# START OF Page text

5.1 Tensor Addition and Scalar Multiplication¶

Only tensors of the same type can be added:

$$ (A + B)^{ij} = A^{ij} + B^{ij}, \quad (\alpha A)^{ij} = \alpha A^{ij} $$

5.2 Tensor Product (Outer Product)¶

The tensor product of a rank-$(p,q)$ tensor and a rank-$(r,s)$ tensor produces a rank-$(p+r, q+s)$ tensor:

$$ (A \otimes B)^{ij}{}_{kl} = A^i{}_k \, B^j{}_l $$

5.3 Contraction¶

Setting one upper index and one lower index to the same letter and summing reduces the rank by 2:

$$ T^i{}_{ij} = \sum_i T^i{}_{ij} \quad (\text{rank-}(2,1) \to \text{rank-}(1,0)) $$

Typical example: trace $T^i{}_i = \text{tr}(T)$

5.4 Symmetrization and Antisymmetrization¶

Symmetric tensor: $T_{ij} = T_{ji}$

$$ T_{(ij)} = \frac{1}{2}(T_{ij} + T_{ji}) \quad (\text{symmetrization}) $$

Antisymmetric tensor: $T_{ij} = -T_{ji}$

$$ T_{[ij]} = \frac{1}{2}(T_{ij} - T_{ji}) \quad (\text{antisymmetrization}) $$

Any rank-2 tensor can be decomposed into symmetric and antisymmetric parts:

$$ T_{ij} = T_{(ij)} + T_{[ij]} $$

5.5 Python: Tensor Algebra Operations¶

import numpy as np

# === 텐서 대수 연산 ===

# rank-2 텐서 (3×3)
T = np.array([
    [1, 2, 3],
    [4, 5, 6],
    [7, 8, 9]
], dtype=float)

# 대칭 부분과 반대칭 부분 분해
T_sym = 0.5 * (T + T.T)       # T_{(ij)}
T_antisym = 0.5 * (T - T.T)   # T_{[ij]}
print("원래 텐서 T:")
print(T)
print("\n대칭 부분 T_{(ij)}:")
print(T_sym)
print("\n반대칭 부분 T_{[ij]}:")
print(T_antisym)
print(f"\n복원 검증: T = T_sym + T_antisym? {np.allclose(T, T_sym + T_antisym)}")

# 텐서곱 (outer product)
A = np.array([1, 2, 3], dtype=float)
B = np.array([4, 5, 6], dtype=float)
AB_outer = np.einsum('i,j->ij', A, B)  # A^i B^j
print(f"\n텐서곱 A⊗B:\n{AB_outer}")

# 축약 (contraction)
# rank-2 텐서의 trace: T^i_i
trace_T = np.einsum('ii->', T)
print(f"\n축약 (trace): T^i_i = {trace_T}")

# rank-4 텐서에서 축약
R = np.random.rand(3, 3, 3, 3)
# R^i_{jkl} → 첫째와 셋째 인덱스 축약 → R^i_{jil} = S_{jl}
S = np.einsum('ijil->jl', R)
print(f"\nrank-4 텐서 축약 결과 (rank-2): shape = {S.shape}")

# END OF Page text
# START OF Data supplied

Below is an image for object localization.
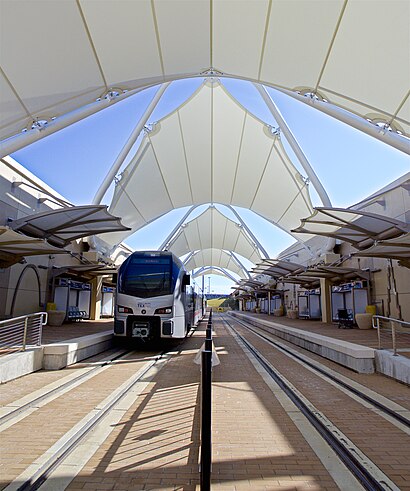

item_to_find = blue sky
[13,79,410,293]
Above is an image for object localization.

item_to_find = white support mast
[253,83,336,251]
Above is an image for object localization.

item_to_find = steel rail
[17,328,195,491]
[227,318,410,428]
[0,351,129,427]
[223,319,398,491]
[17,351,166,491]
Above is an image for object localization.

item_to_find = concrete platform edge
[0,331,112,384]
[375,350,410,385]
[230,312,375,373]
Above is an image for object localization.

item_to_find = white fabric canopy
[105,82,313,248]
[185,249,248,278]
[0,0,410,142]
[167,207,262,266]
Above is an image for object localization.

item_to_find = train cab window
[118,255,174,298]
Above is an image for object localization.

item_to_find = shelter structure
[0,0,410,322]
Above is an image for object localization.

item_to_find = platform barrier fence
[200,309,212,491]
[0,312,47,351]
[372,315,410,356]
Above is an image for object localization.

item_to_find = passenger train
[114,251,205,344]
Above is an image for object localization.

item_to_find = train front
[114,252,186,343]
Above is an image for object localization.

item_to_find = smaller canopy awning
[53,263,118,277]
[292,207,410,249]
[0,227,67,268]
[354,233,410,268]
[252,259,305,278]
[10,205,129,247]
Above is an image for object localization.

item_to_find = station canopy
[0,227,67,268]
[0,0,410,142]
[252,259,305,278]
[184,249,248,278]
[166,206,262,267]
[354,233,410,268]
[104,82,313,250]
[10,205,129,247]
[293,207,410,249]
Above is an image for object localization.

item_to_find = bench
[66,305,88,322]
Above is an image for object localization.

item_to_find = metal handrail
[200,309,212,491]
[0,312,47,351]
[372,315,410,356]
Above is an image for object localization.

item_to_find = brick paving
[229,318,410,489]
[0,355,156,489]
[0,316,410,491]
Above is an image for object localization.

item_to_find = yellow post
[90,276,102,320]
[320,278,332,323]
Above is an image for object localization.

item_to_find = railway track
[220,315,410,490]
[3,330,194,491]
[0,350,129,432]
[224,317,410,429]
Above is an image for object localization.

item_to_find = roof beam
[93,82,171,205]
[253,83,336,251]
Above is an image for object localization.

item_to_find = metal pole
[93,82,171,205]
[390,321,398,356]
[201,351,212,491]
[23,317,28,351]
[376,317,382,349]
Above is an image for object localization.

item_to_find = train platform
[0,316,410,491]
[0,319,113,383]
[232,311,410,384]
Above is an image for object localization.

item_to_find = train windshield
[118,255,178,298]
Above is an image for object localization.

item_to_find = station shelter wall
[278,178,410,321]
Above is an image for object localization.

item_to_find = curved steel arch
[192,266,238,283]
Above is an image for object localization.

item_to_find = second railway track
[221,316,409,490]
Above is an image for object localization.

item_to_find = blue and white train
[114,251,205,344]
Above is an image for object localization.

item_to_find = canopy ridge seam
[76,0,108,90]
[273,142,313,217]
[0,66,35,122]
[151,0,165,79]
[314,0,348,93]
[258,0,272,80]
[319,85,410,124]
[117,181,148,224]
[249,141,275,210]
[177,111,194,204]
[148,133,176,208]
[209,0,214,67]
[231,112,248,203]
[278,183,307,227]
[389,89,410,124]
[210,83,214,204]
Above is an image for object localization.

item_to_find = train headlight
[117,305,134,314]
[155,307,172,314]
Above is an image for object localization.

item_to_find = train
[114,251,205,345]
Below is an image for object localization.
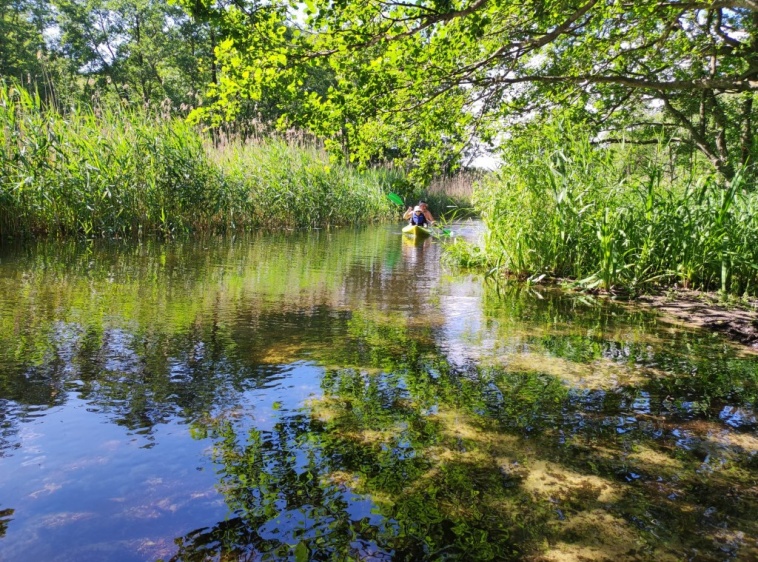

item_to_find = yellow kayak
[403,224,432,236]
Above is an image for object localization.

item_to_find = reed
[0,86,394,237]
[456,116,758,295]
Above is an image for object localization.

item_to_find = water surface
[0,225,758,562]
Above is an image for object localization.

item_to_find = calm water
[0,221,758,562]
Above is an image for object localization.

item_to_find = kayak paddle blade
[387,191,405,206]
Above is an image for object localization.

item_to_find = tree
[180,0,758,180]
[55,0,213,108]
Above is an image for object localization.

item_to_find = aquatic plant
[0,86,394,238]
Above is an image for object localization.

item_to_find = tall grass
[458,117,758,294]
[0,86,394,237]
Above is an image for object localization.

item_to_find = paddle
[387,191,405,207]
[387,191,453,236]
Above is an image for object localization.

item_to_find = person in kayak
[409,205,429,226]
[403,201,434,221]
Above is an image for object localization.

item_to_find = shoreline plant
[0,86,398,238]
[451,116,758,295]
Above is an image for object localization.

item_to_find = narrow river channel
[0,224,758,562]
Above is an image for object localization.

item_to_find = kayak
[403,224,432,236]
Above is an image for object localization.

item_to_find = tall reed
[458,116,758,294]
[0,86,394,237]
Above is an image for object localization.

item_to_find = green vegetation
[446,116,758,295]
[0,87,398,237]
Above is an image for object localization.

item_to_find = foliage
[174,0,758,181]
[0,87,393,237]
[464,116,758,294]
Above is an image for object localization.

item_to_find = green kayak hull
[403,224,432,236]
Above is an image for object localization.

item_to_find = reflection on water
[0,227,758,562]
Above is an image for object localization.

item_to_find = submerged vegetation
[0,87,399,238]
[453,120,758,295]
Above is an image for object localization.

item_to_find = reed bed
[458,120,758,295]
[0,86,395,237]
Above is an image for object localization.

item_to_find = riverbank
[638,289,758,352]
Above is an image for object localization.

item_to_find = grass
[455,116,758,295]
[0,86,398,238]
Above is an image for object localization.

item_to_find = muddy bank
[639,290,758,351]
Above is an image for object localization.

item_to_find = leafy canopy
[179,0,758,179]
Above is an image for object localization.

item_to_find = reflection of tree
[176,303,758,560]
[0,509,15,538]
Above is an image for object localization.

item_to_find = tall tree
[55,0,213,108]
[180,0,758,180]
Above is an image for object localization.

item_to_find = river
[0,223,758,562]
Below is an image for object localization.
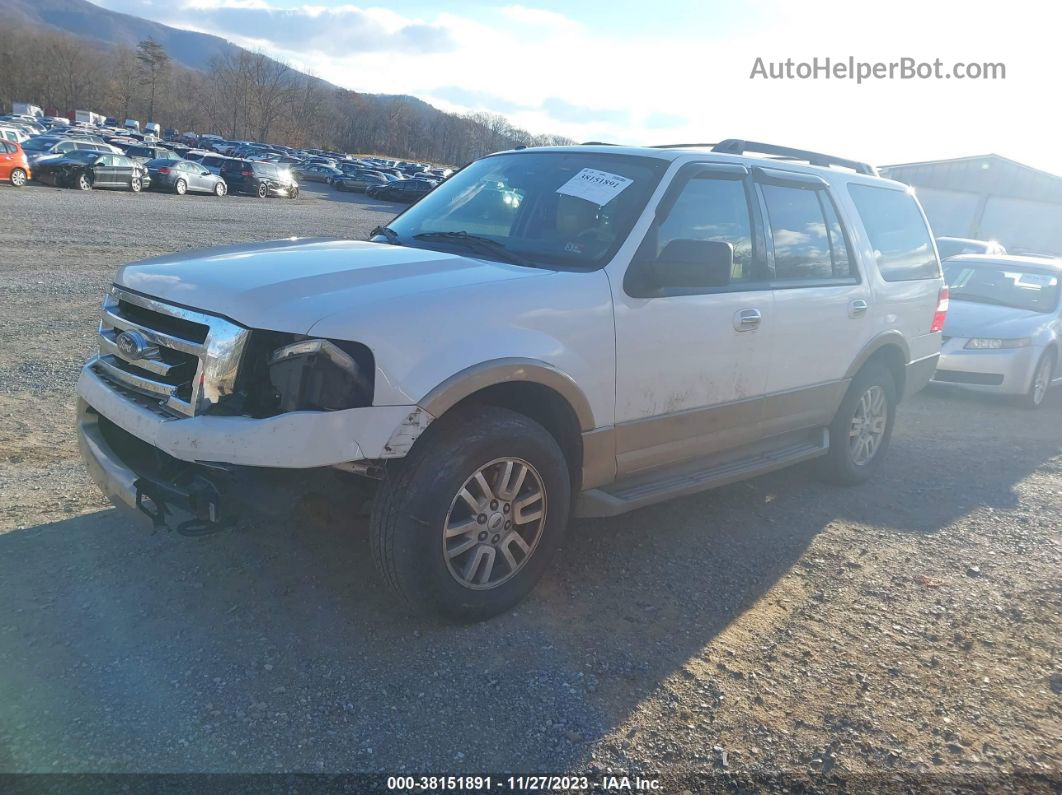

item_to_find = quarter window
[849,184,940,281]
[763,185,852,280]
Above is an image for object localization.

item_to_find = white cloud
[99,0,1062,173]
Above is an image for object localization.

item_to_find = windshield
[382,152,667,270]
[944,262,1059,312]
[63,149,103,162]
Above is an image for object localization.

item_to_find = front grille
[92,287,250,416]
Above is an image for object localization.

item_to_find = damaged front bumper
[76,361,431,535]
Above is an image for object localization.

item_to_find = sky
[93,0,1062,175]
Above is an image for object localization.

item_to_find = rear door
[0,141,15,179]
[108,155,139,188]
[754,168,873,434]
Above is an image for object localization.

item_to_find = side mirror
[652,240,734,289]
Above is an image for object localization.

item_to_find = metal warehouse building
[880,155,1062,256]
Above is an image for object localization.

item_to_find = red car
[0,138,30,188]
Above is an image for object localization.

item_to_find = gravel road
[0,186,1062,792]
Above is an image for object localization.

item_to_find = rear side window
[763,185,853,280]
[849,185,940,281]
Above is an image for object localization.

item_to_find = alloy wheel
[849,384,889,466]
[443,459,547,590]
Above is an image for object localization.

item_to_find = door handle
[734,309,764,331]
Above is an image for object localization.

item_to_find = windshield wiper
[413,230,538,267]
[369,226,398,245]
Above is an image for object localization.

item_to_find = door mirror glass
[653,239,734,290]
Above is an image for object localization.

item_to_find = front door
[610,163,776,477]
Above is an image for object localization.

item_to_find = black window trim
[623,160,774,298]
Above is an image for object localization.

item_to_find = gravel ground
[0,181,1062,792]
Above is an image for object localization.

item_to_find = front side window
[763,185,852,280]
[390,152,667,270]
[849,184,940,281]
[654,178,759,282]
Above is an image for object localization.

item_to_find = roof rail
[712,138,877,176]
[652,143,719,149]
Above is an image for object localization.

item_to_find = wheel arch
[845,331,911,397]
[418,358,595,494]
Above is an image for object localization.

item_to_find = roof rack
[705,138,877,176]
[652,143,719,149]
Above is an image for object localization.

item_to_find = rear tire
[370,407,571,622]
[818,363,898,486]
[1021,350,1055,409]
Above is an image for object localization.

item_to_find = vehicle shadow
[0,395,1062,773]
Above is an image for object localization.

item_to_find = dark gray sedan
[144,159,228,196]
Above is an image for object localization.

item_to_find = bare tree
[136,38,170,121]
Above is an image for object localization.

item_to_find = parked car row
[0,117,452,204]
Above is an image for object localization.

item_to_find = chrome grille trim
[91,287,251,416]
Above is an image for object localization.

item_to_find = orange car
[0,138,30,188]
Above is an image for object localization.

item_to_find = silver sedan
[144,159,228,196]
[933,254,1062,409]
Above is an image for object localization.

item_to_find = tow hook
[134,478,237,537]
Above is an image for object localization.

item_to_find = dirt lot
[0,181,1062,792]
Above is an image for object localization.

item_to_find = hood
[115,238,552,333]
[944,298,1050,340]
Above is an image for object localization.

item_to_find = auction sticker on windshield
[556,169,634,207]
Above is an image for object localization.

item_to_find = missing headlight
[269,340,372,412]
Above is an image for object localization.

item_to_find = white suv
[78,140,947,620]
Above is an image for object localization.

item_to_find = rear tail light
[929,284,948,334]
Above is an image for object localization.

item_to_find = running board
[576,428,829,518]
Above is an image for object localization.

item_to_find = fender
[417,357,597,432]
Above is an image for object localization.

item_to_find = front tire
[819,364,897,486]
[1022,350,1055,409]
[371,407,571,622]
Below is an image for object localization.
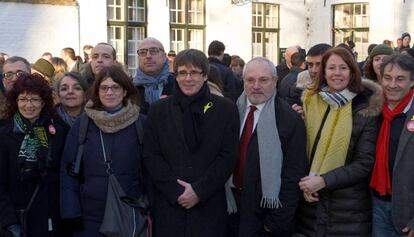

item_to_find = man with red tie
[227,57,308,237]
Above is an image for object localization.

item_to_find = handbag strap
[99,129,114,175]
[26,184,40,211]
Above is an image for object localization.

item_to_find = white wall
[0,2,79,62]
[147,0,170,52]
[77,0,108,49]
[205,0,252,59]
[0,0,414,65]
[270,0,307,48]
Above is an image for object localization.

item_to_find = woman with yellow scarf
[297,47,382,236]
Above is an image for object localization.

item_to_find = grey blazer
[392,102,414,234]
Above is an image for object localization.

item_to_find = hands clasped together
[177,179,200,209]
[299,176,326,202]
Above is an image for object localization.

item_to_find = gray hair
[380,53,414,81]
[243,57,277,78]
[3,56,31,73]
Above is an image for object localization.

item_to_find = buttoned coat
[144,95,240,237]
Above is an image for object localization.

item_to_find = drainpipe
[75,1,83,58]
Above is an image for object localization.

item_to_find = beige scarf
[85,100,139,133]
[303,90,352,175]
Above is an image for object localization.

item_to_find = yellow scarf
[303,90,352,175]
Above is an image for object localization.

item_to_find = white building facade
[0,0,414,74]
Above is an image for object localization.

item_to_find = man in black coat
[208,40,239,101]
[144,49,239,237]
[277,53,305,105]
[228,57,308,237]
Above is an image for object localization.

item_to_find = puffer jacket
[296,80,383,237]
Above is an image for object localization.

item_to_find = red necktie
[233,105,257,189]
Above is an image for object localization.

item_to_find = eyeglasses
[3,71,26,80]
[177,71,203,78]
[17,97,42,106]
[99,85,122,93]
[137,47,164,57]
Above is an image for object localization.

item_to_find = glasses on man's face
[177,70,203,78]
[99,85,122,94]
[137,47,164,57]
[17,97,42,106]
[3,71,26,80]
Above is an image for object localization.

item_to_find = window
[169,0,205,53]
[107,0,147,76]
[252,3,279,64]
[333,3,369,61]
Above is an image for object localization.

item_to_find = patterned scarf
[85,100,139,133]
[133,60,170,104]
[303,90,353,175]
[14,112,48,180]
[370,89,414,196]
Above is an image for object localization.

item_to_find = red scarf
[370,89,414,196]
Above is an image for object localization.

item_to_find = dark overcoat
[144,95,239,237]
[234,97,308,237]
[60,115,142,237]
[391,103,414,235]
[0,118,67,237]
[297,80,382,237]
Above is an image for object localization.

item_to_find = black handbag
[99,174,150,237]
[99,131,152,237]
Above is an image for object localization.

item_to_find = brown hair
[7,73,55,117]
[91,65,138,110]
[313,47,363,93]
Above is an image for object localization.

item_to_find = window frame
[168,0,206,53]
[106,0,148,76]
[332,2,371,61]
[251,2,280,64]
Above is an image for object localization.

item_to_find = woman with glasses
[61,66,143,237]
[0,56,30,119]
[0,74,66,237]
[56,72,88,127]
[144,49,239,237]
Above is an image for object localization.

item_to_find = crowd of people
[0,33,414,237]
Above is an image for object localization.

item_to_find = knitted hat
[369,44,394,58]
[32,58,55,78]
[401,32,411,39]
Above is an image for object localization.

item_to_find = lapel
[171,100,188,149]
[394,101,414,169]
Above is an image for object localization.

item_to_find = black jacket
[238,97,308,237]
[297,82,382,237]
[136,73,175,115]
[277,66,303,105]
[144,95,239,237]
[208,57,240,101]
[0,118,67,237]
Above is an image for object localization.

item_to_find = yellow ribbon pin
[204,101,213,113]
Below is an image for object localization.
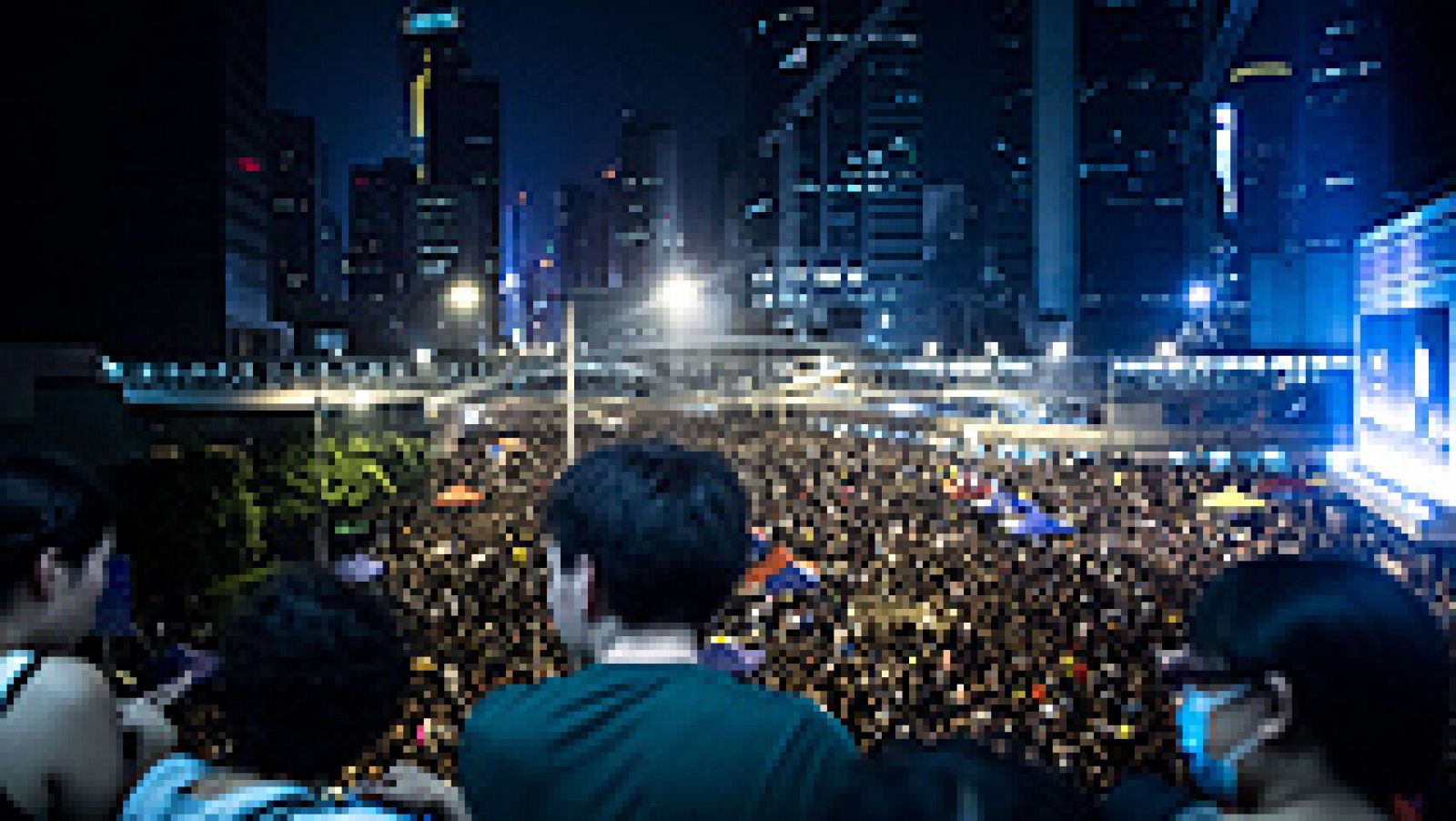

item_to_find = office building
[1198,0,1398,350]
[555,184,612,294]
[345,157,417,303]
[740,0,923,345]
[1076,0,1211,354]
[267,111,318,323]
[607,109,682,292]
[400,2,500,350]
[0,0,273,358]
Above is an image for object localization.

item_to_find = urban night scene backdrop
[0,0,1456,816]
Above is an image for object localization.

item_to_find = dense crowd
[358,403,1456,789]
[0,400,1456,818]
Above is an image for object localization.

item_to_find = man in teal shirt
[460,441,856,821]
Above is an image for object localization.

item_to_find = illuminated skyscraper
[741,0,923,345]
[1199,0,1398,350]
[1076,0,1211,354]
[607,109,682,292]
[400,2,500,348]
[267,111,320,323]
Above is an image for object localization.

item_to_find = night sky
[268,0,988,248]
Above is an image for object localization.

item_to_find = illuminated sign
[405,10,460,34]
[1213,104,1239,216]
[1228,60,1294,83]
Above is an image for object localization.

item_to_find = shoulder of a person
[463,684,541,735]
[738,684,852,743]
[22,655,116,710]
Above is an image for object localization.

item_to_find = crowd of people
[0,401,1456,818]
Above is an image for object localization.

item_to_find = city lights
[655,275,702,318]
[1188,282,1213,310]
[446,282,480,311]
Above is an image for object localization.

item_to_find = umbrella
[1198,485,1264,511]
[435,483,485,508]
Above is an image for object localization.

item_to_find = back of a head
[544,441,752,626]
[1189,556,1451,806]
[216,565,410,780]
[827,741,1097,821]
[0,454,115,607]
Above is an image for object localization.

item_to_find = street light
[446,282,480,311]
[655,275,702,319]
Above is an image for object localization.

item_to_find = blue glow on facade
[1341,194,1456,520]
[1213,102,1239,217]
[1188,282,1213,310]
[406,12,460,34]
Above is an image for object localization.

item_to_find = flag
[697,641,769,673]
[744,543,820,595]
[1002,511,1077,536]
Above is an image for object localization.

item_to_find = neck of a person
[0,600,54,652]
[1245,751,1388,819]
[595,626,697,664]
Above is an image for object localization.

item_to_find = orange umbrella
[435,483,485,508]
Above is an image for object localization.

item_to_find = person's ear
[1258,673,1294,743]
[31,547,63,602]
[573,556,599,622]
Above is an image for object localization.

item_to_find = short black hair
[1188,554,1451,806]
[828,739,1097,821]
[0,452,116,605]
[214,563,410,780]
[544,440,752,626]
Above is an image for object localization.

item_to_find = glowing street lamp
[1188,282,1213,310]
[657,277,702,318]
[446,282,480,313]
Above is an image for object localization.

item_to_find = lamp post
[566,296,577,464]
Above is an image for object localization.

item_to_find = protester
[825,739,1097,821]
[122,565,464,821]
[1167,556,1451,819]
[0,456,177,818]
[460,441,854,819]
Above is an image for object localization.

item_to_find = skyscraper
[400,2,500,348]
[0,0,273,358]
[609,109,682,292]
[741,0,923,345]
[500,191,530,345]
[1204,0,1400,350]
[267,111,318,323]
[555,184,612,292]
[980,0,1042,352]
[1077,0,1208,354]
[347,157,417,304]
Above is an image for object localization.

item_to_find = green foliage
[259,432,428,520]
[116,451,264,623]
[118,432,430,623]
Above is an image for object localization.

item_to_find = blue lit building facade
[1334,194,1456,543]
[1211,0,1392,350]
[740,0,926,345]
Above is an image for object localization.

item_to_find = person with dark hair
[460,441,856,819]
[0,456,177,818]
[825,739,1097,821]
[122,565,464,821]
[1165,554,1451,819]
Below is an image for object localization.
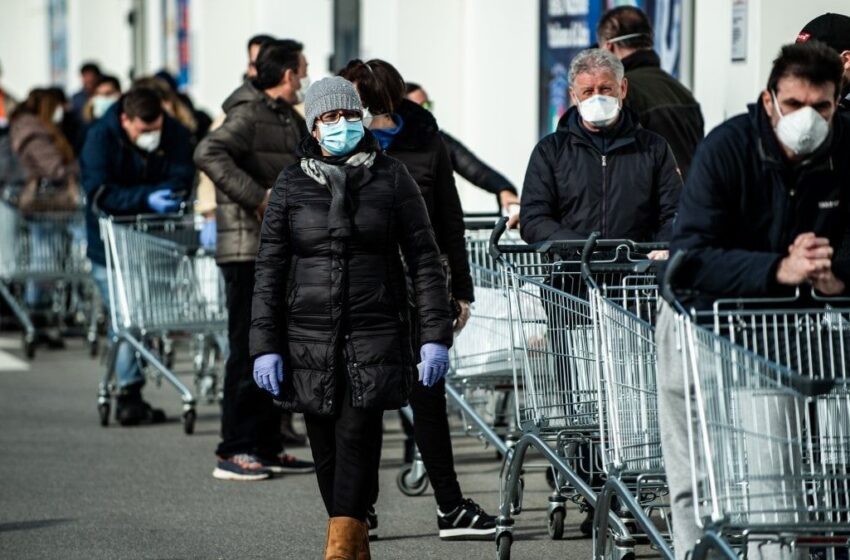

# END OF Data supplied

Written tasks:
a. Answer these questions using the tensor algebra text.
(i) By how much does contraction reduce a tensor's rank?
(ii) What rank does the tensor product of a rank-$(p,q)$ tensor and a rank-$(r,s)$ tensor have?
(iii) Which NumPy function does the Python code use to compute the outer product of A and B?
b. In the tensor algebra text, write out everything from "AB_outer = np.einsum('i,j->ij', A, B)" down to "S = np.einsum('ijil->jl', R)" again. Replace "AB_outer" with "outer_AB" throughout that span.
c. Extend the tensor algebra text, starting after its last line.

Results in order:
a.
(i) By 2.
(ii) Rank-$(p+r, q+s)$.
(iii) np.einsum

b.
outer_AB = np.einsum('i,j->ij', A, B)  # A^i B^j
print(f"\n텐서곱 A⊗B:\n{outer_AB}")

# 축약 (contraction)
# rank-2 텐서의 trace: T^i_i
trace_T = np.einsum('ii->', T)
print(f"\n축약 (trace): T^i_i = {trace_T}")

# rank-4 텐서에서 축약
R = np.random.rand(3, 3, 3, 3)
# R^i_{jkl} → 첫째와 셋째 인덱스 축약 → R^i_{jil} = S_{jl}
S = np.einsum('ijil->jl', R)

c.
6. Covariant Derivative and Christoffel Symbols¶

6.1 Problems with Ordinary Differentiation¶

In curvilinear coordinate systems, the ordinary partial derivative of a tensor $\partial_i A^j$ is not a tensor. This is because the basis vectors themselves vary from point to point. A proper differential operator is needed, which is the covariant derivative.

6.2 Definition of Christoffel Symbols¶

The Christoffel symbol of the second kind $\Gamma^k{}_{ij}$ is calculated from the metric tensor:

$$ \Gamma^k{}_{ij} = \frac{1}{2}g^{kl}\left(\frac{\partial g_{jl}}{\partial x^i} + \frac{\partial g_{il}}{\partial x^j} - \frac{\partial g_{ij}}{\partial x^l}\right) $$

Christoffel symbols are not tensors (they follow inhomogeneous transformation laws). They serve to correct for "non-inertial" effects of the coordinate system.

Symmetry: $\Gamma^k{}_{ij} = \Gamma^k{}_{ji}$ (when the metric tensor is torsion-free)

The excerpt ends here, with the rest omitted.